## PROBLEM 1
Quote the part of the article on Harris's book that runs between "Anyone who has" and "Make Us Safer.", inclusive.
## PROBLEM 2
In two sentences, summarize the article on the plagiarism claims about Harris's book.
## PROBLEM 3
Write what comes next in the article on the plagiarism claims about Harris's book, picking up after its final sentence.

## EXCERPT

Anyone who has followed the career of Vice President Kamala Harris knows that one of the things she’s known for is creating word salads, often switching between various accents and making off the wall comments during her stump speeches. However, few people know that she wrote a book early on in her career called Smart on Crime: A Career Prosecutor’s Plan to Make Us Safer.
Buzzfeed noted that the book “laid out a vision for fixing the criminal justice system” and served as an “unapologetically pro–law enforcement and largely colorblind, a relic of an era in which the country’s conversation on criminal justice focused not on reducing arrests or diagnosing racial injustice in the system, but preventing offenders from committing crimes.”
The book, which Harris co-authored with journalist Joan O’C Hamilton, was instrumental in establishing her credibility as a criminal justice reform advocate during her run for California Attorney General. But a recent analysis by Stefan Weber, a well-known Austrian plagiarism investigator, claims the book contains more than a dozen instances of uncredited material, drawing comparisons to high-profile plagiarism scandals in academia. Conservative activist Chris Rufo has revealed that Harris copied and pasted portions of her book from Wikipedia.
In another section of the book, Harris, without proper attribution, reproduced extensive sections from a John Jay College of Criminal Justice press release. She and her co-author passed off the language as their own, copying multiple paragraphs virtually verbatim. Here is the… pic.twitter.com/9FpsxQE8Sz
— Christopher F. Rufo ⚔️ (@realchrisrufo) October 14, 2024
According to the New York Post, the alleged source material in each case was published before Harris’ book release.
The five side-by-side passages indicate that Harris may have lifted wording from an Associated Press article from 2008, a Wikipedia article as drafted in 2008, a Bureau of Justice Assistance report from 2000, an Urban Institute report from 2004, and a John Jay College of Criminal Justice press release describing a 2007 award.

Image point grounding data

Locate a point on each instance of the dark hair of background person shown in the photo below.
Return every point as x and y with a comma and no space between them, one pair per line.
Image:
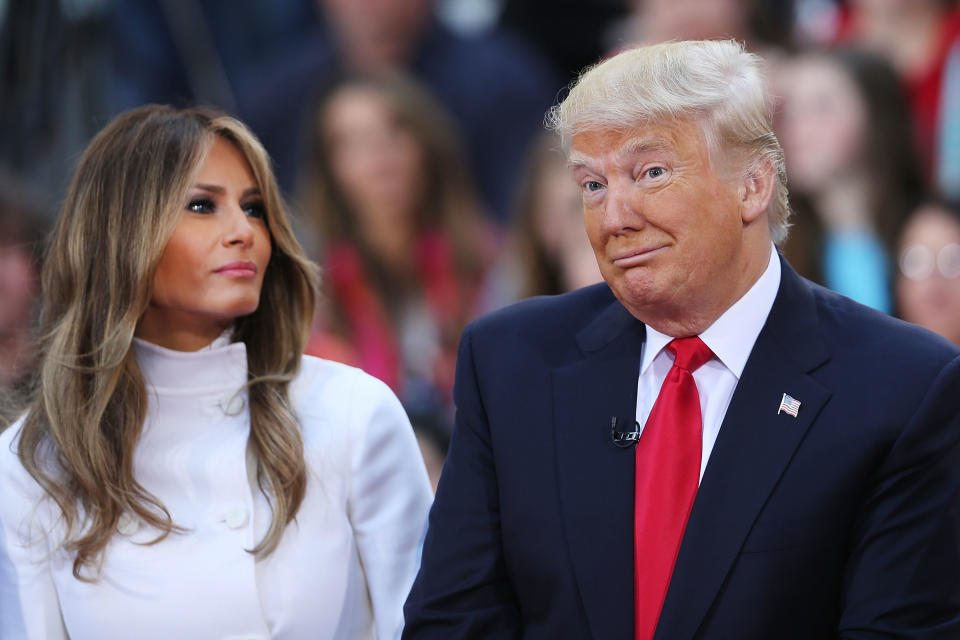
540,272
896,179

## ANSWER SECTION 1
Anyone who has followed the career of Vice President Kamala Harris knows that one of the things she’s known for is creating word salads, often switching between various accents and making off the wall comments during her stump speeches. However, few people know that she wrote a book early on in her career called Smart on Crime: A Career Prosecutor’s Plan to Make Us Safer.

## ANSWER SECTION 2
Kamala Harris co-wrote Smart on Crime: A Career Prosecutor's Plan to Make Us Safer with journalist Joan O'C Hamilton, and the book helped establish her credibility as a criminal justice reform advocate during her run for California Attorney General. Austrian plagiarism investigator Stefan Weber claims the book contains more than a dozen instances of uncredited material, and side-by-side passages indicate Harris may have lifted wording from sources including a 2008 Associated Press article, a 2008 Wikipedia article, government and Urban Institute reports, and a John Jay College of Criminal Justice press release.

## ANSWER SECTION 3
In at least two of the instances, the source of the original verbiage is cited in footnotes — however, quotation marks are not around the apparently copied words and in other instances passages appear to be wholly uncredited, such as the Urban Institute report.
“Oh gosh,” Harris’ ghostwriter told The Post over the phone shortly after the allegations were published.
“I haven’t seen anything,” she added. “I’m afraid I can’t talk to you right now, though, I’m in the middle of something. Let me go try to figure that out.”
In addition to her copying and pasting from Wikipedia, Harris allegedly borrowed extensively from a press release issued by John Jay College of Criminal Justice, lifting entire paragraphs about crime-reduction strategies without proper citation, according to Rufo’s website.
Perhaps most controversially, Harris reproduced language from a Wikipedia entry about New York’s Midtown Community Court, a source long criticized for its unreliability. The vice president even copied Wikipedia’s errors, inaccurately claiming that “illegal vending was down 24 percent,” when the correct figure referenced arrests for unlicensed vending.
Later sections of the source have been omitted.